_What to produce_:
Can you print every one of the records below word for word, leaving out the pictures?

_Data shown_:
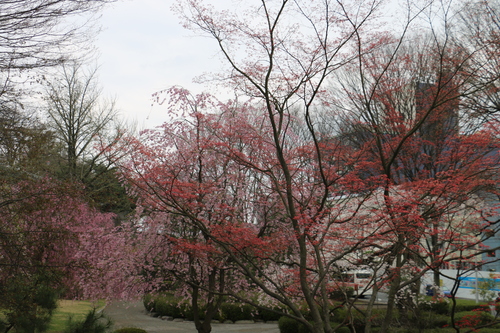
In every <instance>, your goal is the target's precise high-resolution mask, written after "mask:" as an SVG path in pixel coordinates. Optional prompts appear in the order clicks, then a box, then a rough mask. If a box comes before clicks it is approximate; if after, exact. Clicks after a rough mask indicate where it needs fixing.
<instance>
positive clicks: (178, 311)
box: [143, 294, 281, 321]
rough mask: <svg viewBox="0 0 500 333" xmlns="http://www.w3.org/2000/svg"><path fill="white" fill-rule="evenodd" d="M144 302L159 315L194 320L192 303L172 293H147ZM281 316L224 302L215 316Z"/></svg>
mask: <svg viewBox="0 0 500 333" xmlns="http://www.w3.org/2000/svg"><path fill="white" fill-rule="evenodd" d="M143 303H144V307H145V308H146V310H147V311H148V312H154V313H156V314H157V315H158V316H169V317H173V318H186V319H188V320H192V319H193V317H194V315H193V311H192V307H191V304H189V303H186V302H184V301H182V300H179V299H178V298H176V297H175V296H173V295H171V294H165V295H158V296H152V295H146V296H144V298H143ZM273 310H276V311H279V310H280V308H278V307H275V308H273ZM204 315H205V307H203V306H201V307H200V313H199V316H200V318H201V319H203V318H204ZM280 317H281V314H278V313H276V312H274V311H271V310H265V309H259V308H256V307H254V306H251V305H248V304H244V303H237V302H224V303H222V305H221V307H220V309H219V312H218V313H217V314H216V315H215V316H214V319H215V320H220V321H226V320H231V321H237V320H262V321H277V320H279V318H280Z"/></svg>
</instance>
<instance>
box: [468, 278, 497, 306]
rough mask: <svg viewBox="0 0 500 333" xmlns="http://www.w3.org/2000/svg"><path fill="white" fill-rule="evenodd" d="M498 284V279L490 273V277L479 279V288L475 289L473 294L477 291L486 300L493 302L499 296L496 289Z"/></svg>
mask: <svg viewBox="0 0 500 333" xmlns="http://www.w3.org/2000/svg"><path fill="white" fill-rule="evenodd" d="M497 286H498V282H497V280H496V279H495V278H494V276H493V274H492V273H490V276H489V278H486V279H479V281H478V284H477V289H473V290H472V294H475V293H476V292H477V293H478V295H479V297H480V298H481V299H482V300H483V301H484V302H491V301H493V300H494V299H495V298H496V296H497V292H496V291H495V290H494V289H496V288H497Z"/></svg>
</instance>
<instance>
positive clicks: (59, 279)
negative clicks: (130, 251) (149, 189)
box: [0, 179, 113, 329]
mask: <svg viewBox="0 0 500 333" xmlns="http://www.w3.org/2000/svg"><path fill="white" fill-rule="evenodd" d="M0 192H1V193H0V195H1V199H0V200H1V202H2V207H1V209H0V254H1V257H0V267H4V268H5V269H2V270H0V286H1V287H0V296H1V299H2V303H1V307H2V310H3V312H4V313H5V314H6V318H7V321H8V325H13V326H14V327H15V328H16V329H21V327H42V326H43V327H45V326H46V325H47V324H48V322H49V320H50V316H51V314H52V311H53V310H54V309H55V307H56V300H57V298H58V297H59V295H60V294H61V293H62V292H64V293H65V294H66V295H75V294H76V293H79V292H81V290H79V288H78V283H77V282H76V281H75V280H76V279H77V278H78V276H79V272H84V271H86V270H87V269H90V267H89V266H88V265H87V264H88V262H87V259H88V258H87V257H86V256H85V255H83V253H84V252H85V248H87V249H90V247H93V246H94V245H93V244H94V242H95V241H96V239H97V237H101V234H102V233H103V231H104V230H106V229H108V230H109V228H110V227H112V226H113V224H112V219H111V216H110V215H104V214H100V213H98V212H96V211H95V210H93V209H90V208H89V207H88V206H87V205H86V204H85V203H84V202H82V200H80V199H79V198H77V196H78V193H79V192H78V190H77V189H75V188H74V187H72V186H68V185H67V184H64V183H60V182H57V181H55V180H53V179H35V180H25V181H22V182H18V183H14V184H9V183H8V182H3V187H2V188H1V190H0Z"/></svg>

_Task result_:
In every <instance>, your goal is the target's precise high-resolution mask, written after "mask:" as an SVG path in pixel coordinates. Optional prompts appear in the order clicks, then a box, then a rough mask. If a box comes before clicks it is approximate; if after, exact. Clicks after a rough mask indicate where it needs fixing.
<instance>
positive clicks: (178, 311)
box: [143, 294, 281, 321]
rough mask: <svg viewBox="0 0 500 333" xmlns="http://www.w3.org/2000/svg"><path fill="white" fill-rule="evenodd" d="M144 302L159 315L194 320L192 303L172 293H147ZM281 316L224 302L215 316Z"/></svg>
mask: <svg viewBox="0 0 500 333" xmlns="http://www.w3.org/2000/svg"><path fill="white" fill-rule="evenodd" d="M143 303H144V307H145V308H146V310H147V311H148V312H154V313H156V314H157V315H158V316H169V317H173V318H186V319H188V320H192V319H193V317H194V315H193V311H192V307H191V304H189V303H186V302H184V301H182V300H179V299H178V298H176V297H175V296H173V295H171V294H165V295H158V296H152V295H146V296H144V298H143ZM273 310H276V311H279V310H280V308H278V307H275V308H273ZM204 315H205V307H203V306H201V307H200V313H199V316H200V318H201V319H203V318H204ZM280 317H281V314H278V313H276V312H274V311H271V310H265V309H259V308H256V307H254V306H251V305H248V304H244V303H237V302H224V303H222V305H221V307H220V309H219V312H218V313H217V314H216V315H215V316H214V319H215V320H220V321H226V320H231V321H237V320H262V321H277V320H279V318H280Z"/></svg>
</instance>
<instance>
box: [468, 278, 497, 306]
rough mask: <svg viewBox="0 0 500 333" xmlns="http://www.w3.org/2000/svg"><path fill="white" fill-rule="evenodd" d="M498 284V279L490 273V277L479 279V288L475 289L473 294L477 291L486 300L493 302L499 296L496 289Z"/></svg>
mask: <svg viewBox="0 0 500 333" xmlns="http://www.w3.org/2000/svg"><path fill="white" fill-rule="evenodd" d="M497 286H498V282H497V280H496V279H495V278H494V276H493V274H492V273H490V276H489V278H486V279H479V281H478V284H477V289H473V290H472V294H475V293H476V292H477V293H478V295H479V297H480V298H481V299H482V300H483V301H484V302H491V301H493V300H494V299H495V298H496V296H497V292H496V291H495V290H494V289H496V288H497Z"/></svg>
</instance>
<instance>
positive clicks: (59, 279)
negative clicks: (130, 251) (149, 189)
box: [0, 179, 113, 329]
mask: <svg viewBox="0 0 500 333" xmlns="http://www.w3.org/2000/svg"><path fill="white" fill-rule="evenodd" d="M0 192H1V193H0V195H1V199H0V200H1V202H2V207H1V209H0V254H1V257H0V267H4V268H5V269H2V270H0V286H1V287H0V296H1V299H2V303H1V307H2V310H3V312H4V313H5V314H6V318H7V321H8V325H13V326H14V327H15V328H16V329H21V327H42V326H43V327H45V326H46V325H47V324H48V322H49V320H50V316H51V314H52V311H53V310H54V309H55V307H56V300H57V298H58V297H59V295H60V294H61V293H62V292H64V293H65V294H66V295H75V294H76V293H79V292H81V290H79V288H78V283H77V282H76V281H75V280H76V279H77V278H78V276H79V272H84V271H86V270H87V269H90V267H89V266H88V265H87V264H88V262H87V259H88V258H87V257H86V256H85V255H83V253H84V252H85V248H87V249H90V247H93V246H94V245H93V244H94V242H95V241H96V239H97V237H101V234H102V233H103V231H104V230H106V229H108V230H109V228H110V227H112V226H113V224H112V219H111V216H110V215H104V214H100V213H98V212H96V211H95V210H93V209H90V208H89V207H88V206H87V205H86V204H85V203H84V202H82V200H80V199H79V198H77V196H78V193H79V192H78V190H77V189H75V188H74V187H72V186H68V185H67V184H64V183H60V182H57V181H55V180H53V179H35V180H25V181H22V182H18V183H14V184H9V183H8V182H3V187H2V188H1V190H0Z"/></svg>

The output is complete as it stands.